-------- PASSAGE PROVIDED
Charles de Louviers, sieur de Maurevert (/fr/; (d. 14 April 1583) was a French noble and assassin during the French Wars of Religion, whose failed assassination of Admiral Coligny led to the Massacre of Saint Bartholomew. Maurevert was from a prominent Champagne family in a region that was increasingly torn apart by intra-family conflict. He served as a page for the Guise family in his youth before committing a murder that forced him to go on the run. By 1569 he had converted to Protestantism and was serving under the seigneur de Mouy in their rebel army. Deciding to kill his commanding officer, he took the body over to the Catholic camp and was rewarded with money and a knighthood.

In 1572, he tried to assassinate Admiral Coligny, however, his bullets were unable to fatally wound Coligny, and he was forced to flee the capital. The failed assassination led to angry recriminations among the leading nobles, which pushed the court towards a policy of elimination of the Protestant noble leadership. Maurevert meanwhile received a pension from the Duke of Guise in 1573, and then a royal pension upon Henri III's ascension in 1575. His relations with his family were poor and he murdered a cousin in 1574. Increasingly paranoid he went everywhere with guards and chainmail. In 1583, the son of his first assassination victim caught up with him, and they both died in the subsequent engagement on 14 April 1583.

==Early life and family==
Maurevert was from a Hurepoix family that had only fairly recently been ennobled. His family was of some means and he inherited lordships in a territory encompassed by Melun and Provins. Maurevert became a page in the household of François, Duke of Guise, he left this role in favour of one under Claude, Duke of Aumale before being forced into exile after killing his tutor.

In 1561 he secured an advantageous marriage to Marguerite Acquino, daughter of a Neopolitan exile. Shortly thereafter he became a Protestant. There would be no children from the marriage, and she would predecease her husband, dying in 1579 with her property and titles willed to Guise.

==Mouy==
Maurevert defected to the Protestant cause during the third civil war, claiming disgust at his former Catholic patrons, entering the service of the seigneur de Mouy a lieutenant of Gaspard II de Coligny. Mouy was a member of the powerful Raguier family, one of the two dominant local families of Champagne. Maurevert had familial connections with the Raguier. The two became close, Mouy supplying Maurevert from his personal funds and becoming 'bedfellows'.
----------------
-------- EXTRACTED MATERIAL
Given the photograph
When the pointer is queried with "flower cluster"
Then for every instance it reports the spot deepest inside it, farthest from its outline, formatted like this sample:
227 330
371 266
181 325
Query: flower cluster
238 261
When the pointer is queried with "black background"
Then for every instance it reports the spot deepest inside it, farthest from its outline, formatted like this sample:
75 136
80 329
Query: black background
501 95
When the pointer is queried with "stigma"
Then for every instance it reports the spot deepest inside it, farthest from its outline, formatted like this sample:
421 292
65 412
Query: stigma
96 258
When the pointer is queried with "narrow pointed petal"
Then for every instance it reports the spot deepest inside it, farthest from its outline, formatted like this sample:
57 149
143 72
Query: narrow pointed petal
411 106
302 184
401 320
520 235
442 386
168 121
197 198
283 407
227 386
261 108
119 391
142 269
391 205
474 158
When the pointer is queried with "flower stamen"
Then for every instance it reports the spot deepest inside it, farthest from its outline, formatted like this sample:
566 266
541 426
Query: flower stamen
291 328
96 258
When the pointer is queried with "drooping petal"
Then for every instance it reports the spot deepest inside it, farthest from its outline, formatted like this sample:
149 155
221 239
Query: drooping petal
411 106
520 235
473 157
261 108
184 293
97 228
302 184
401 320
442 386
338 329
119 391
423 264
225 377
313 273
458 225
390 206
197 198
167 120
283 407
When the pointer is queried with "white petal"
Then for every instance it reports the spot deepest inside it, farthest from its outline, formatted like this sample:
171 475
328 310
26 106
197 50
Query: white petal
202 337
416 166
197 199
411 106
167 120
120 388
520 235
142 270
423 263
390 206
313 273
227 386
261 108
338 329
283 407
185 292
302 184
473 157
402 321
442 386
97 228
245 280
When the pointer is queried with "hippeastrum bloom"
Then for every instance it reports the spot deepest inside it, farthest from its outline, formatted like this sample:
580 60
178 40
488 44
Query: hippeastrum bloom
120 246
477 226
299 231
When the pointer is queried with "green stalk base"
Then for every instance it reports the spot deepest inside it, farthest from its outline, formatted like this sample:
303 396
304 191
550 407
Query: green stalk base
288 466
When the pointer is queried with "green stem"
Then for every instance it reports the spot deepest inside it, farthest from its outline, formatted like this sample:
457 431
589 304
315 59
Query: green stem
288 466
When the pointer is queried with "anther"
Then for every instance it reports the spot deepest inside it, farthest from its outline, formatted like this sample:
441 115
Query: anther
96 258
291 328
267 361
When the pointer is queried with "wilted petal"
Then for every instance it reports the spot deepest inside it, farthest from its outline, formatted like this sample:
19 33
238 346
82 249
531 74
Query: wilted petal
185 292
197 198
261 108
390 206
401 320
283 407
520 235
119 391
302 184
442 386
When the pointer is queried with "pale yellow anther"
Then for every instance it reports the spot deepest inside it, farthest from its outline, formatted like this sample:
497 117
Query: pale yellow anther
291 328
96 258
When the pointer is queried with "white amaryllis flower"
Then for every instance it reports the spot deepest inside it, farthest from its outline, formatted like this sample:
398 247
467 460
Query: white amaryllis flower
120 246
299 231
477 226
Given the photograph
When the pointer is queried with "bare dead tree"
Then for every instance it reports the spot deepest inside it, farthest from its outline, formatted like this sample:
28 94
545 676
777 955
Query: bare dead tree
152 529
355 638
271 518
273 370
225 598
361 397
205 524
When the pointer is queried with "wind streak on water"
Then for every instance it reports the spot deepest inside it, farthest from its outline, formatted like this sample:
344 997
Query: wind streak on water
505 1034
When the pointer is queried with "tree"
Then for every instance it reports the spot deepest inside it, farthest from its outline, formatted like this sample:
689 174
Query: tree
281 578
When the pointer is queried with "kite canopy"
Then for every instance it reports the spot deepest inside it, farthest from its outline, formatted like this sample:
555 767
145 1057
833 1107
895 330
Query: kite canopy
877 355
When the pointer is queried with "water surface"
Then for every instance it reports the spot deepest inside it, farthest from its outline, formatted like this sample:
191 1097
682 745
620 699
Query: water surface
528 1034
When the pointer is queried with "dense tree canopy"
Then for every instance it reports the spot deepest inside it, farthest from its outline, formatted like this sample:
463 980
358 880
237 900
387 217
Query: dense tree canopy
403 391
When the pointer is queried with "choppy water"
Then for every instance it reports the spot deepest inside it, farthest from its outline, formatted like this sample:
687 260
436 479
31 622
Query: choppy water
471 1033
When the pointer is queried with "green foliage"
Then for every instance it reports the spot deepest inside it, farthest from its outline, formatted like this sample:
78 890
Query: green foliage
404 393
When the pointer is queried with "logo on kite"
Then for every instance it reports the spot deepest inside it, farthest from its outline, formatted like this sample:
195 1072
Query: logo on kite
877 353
----------------
- [PROBLEMS AND TASKS]
1. According to the passage on Maurevert, what did he receive upon Henri III's ascension in 1575?
2. Echo the part of the passage on Maurevert that opens with the words containing "In 1561 he secured" and closes with "willed to Guise.".
The data has nothing to do with the passage on Maurevert.

- [OUTPUTS FOR THE TASKS]
1. A royal pension.

2.
In 1561 he secured an advantageous marriage to Marguerite Acquino, daughter of a Neopolitan exile. Shortly thereafter he became a Protestant. There would be no children from the marriage, and she would predecease her husband, dying in 1579 with her property and titles willed to Guise.